● **Required work**
Turn all of the records below into a numbered list with one line per item, and drop any blank lines.

## begin Exercise data

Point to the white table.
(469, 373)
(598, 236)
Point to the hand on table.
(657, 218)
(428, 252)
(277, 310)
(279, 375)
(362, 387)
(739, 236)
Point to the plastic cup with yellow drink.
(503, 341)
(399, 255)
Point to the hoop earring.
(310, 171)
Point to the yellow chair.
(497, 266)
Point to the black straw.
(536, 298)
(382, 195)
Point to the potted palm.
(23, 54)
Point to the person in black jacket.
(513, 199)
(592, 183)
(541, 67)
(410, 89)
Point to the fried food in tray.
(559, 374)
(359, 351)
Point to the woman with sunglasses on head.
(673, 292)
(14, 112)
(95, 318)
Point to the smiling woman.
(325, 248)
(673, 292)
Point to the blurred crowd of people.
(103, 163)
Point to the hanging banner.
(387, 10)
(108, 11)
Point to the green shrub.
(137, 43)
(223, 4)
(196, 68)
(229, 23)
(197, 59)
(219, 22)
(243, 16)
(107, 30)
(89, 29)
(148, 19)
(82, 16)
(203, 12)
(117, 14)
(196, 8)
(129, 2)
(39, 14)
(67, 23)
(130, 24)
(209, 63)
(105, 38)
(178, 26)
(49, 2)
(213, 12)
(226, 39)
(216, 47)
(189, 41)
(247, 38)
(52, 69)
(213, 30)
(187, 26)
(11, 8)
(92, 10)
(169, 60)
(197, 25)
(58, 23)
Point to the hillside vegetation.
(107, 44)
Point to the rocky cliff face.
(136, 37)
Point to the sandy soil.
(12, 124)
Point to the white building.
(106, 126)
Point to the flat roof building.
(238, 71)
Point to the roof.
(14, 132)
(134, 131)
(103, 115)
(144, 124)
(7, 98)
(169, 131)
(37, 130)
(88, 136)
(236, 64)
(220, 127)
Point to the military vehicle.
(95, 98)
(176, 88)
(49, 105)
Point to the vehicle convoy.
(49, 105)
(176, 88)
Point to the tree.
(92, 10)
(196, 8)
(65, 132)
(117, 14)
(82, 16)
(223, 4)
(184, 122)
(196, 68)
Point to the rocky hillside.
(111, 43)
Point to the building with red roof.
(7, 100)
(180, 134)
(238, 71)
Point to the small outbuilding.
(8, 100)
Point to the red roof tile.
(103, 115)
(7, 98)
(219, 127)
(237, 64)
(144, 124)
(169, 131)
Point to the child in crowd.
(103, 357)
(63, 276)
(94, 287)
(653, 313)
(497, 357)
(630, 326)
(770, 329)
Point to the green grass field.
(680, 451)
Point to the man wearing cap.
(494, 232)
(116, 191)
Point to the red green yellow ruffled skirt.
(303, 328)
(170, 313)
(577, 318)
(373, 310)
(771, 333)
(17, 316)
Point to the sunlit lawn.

## end Exercise data

● **The answer**
1. Point to the white table.
2. (469, 373)
3. (598, 236)
4. Point to the hand on table.
5. (657, 218)
6. (428, 252)
7. (277, 310)
8. (279, 375)
9. (362, 387)
10. (739, 236)
11. Point to the plastic cup with yellow drink.
12. (503, 341)
13. (399, 255)
14. Point to the hoop earring.
15. (310, 171)
16. Point to the yellow chair.
17. (497, 266)
18. Point to the black straw.
19. (536, 298)
20. (382, 195)
21. Point to the potted palm.
22. (23, 54)
23. Point to the person in black jacket.
24. (513, 199)
25. (592, 183)
26. (541, 67)
27. (410, 89)
28. Point to the fried food in tray.
29. (559, 374)
30. (359, 351)
31. Point to the woman with sunglasses on head.
32. (673, 292)
33. (14, 112)
34. (95, 318)
35. Point to the smiling woman.
36. (325, 248)
37. (673, 292)
38. Point to the blurred crowd of people.
39. (103, 163)
40. Point to the hanging banner.
41. (387, 10)
42. (108, 11)
43. Point to the green shrub.
44. (137, 43)
45. (223, 4)
46. (196, 68)
47. (229, 23)
48. (197, 59)
49. (219, 22)
50. (243, 16)
51. (107, 30)
52. (89, 29)
53. (148, 19)
54. (82, 16)
55. (203, 12)
56. (117, 14)
57. (196, 8)
58. (129, 2)
59. (39, 14)
60. (67, 23)
61. (130, 24)
62. (209, 63)
63. (105, 38)
64. (178, 26)
65. (49, 2)
66. (213, 12)
67. (226, 39)
68. (216, 47)
69. (189, 41)
70. (247, 38)
71. (52, 69)
72. (213, 30)
73. (187, 26)
74. (11, 8)
75. (92, 10)
76. (169, 60)
77. (197, 25)
78. (58, 23)
79. Point to the hillside vegetation.
80. (107, 44)
81. Point to the rocky cliff face.
82. (136, 37)
83. Point to the sandy soil.
84. (12, 124)
85. Point to the white building.
86. (106, 126)
87. Point to the flat roof building.
88. (238, 71)
89. Point to the roof.
90. (14, 132)
91. (134, 131)
92. (103, 115)
93. (144, 124)
94. (7, 98)
95. (169, 131)
96. (37, 130)
97. (88, 136)
98. (236, 64)
99. (220, 127)
100. Point to the military vehicle.
101. (95, 98)
102. (176, 88)
103. (49, 105)
104. Point to the vehicle convoy.
105. (49, 105)
106. (176, 88)
107. Point to the tree.
108. (92, 10)
109. (196, 8)
110. (65, 132)
111. (117, 14)
112. (82, 16)
113. (223, 4)
114. (184, 122)
115. (196, 68)
116. Point to the rocky hillside.
117. (111, 43)
118. Point to the building with red roof.
119. (7, 100)
120. (180, 134)
121. (238, 71)
122. Point to the small outbuilding.
123. (8, 100)
124. Point to the red roof tile.
125. (103, 115)
126. (7, 98)
127. (219, 127)
128. (237, 64)
129. (144, 124)
130. (169, 131)
131. Point to the child in crowd.
132. (103, 357)
133. (63, 276)
134. (94, 287)
135. (653, 313)
136. (497, 357)
137. (630, 326)
138. (770, 329)
139. Point to the green grass field.
140. (680, 451)
141. Point to the man wearing cap.
142. (494, 232)
143. (116, 191)
144. Point to the red green yellow ruffled skirt.
145. (303, 328)
146. (170, 313)
147. (577, 318)
148. (373, 310)
149. (771, 333)
150. (17, 316)
151. Point to the sunlit lawn.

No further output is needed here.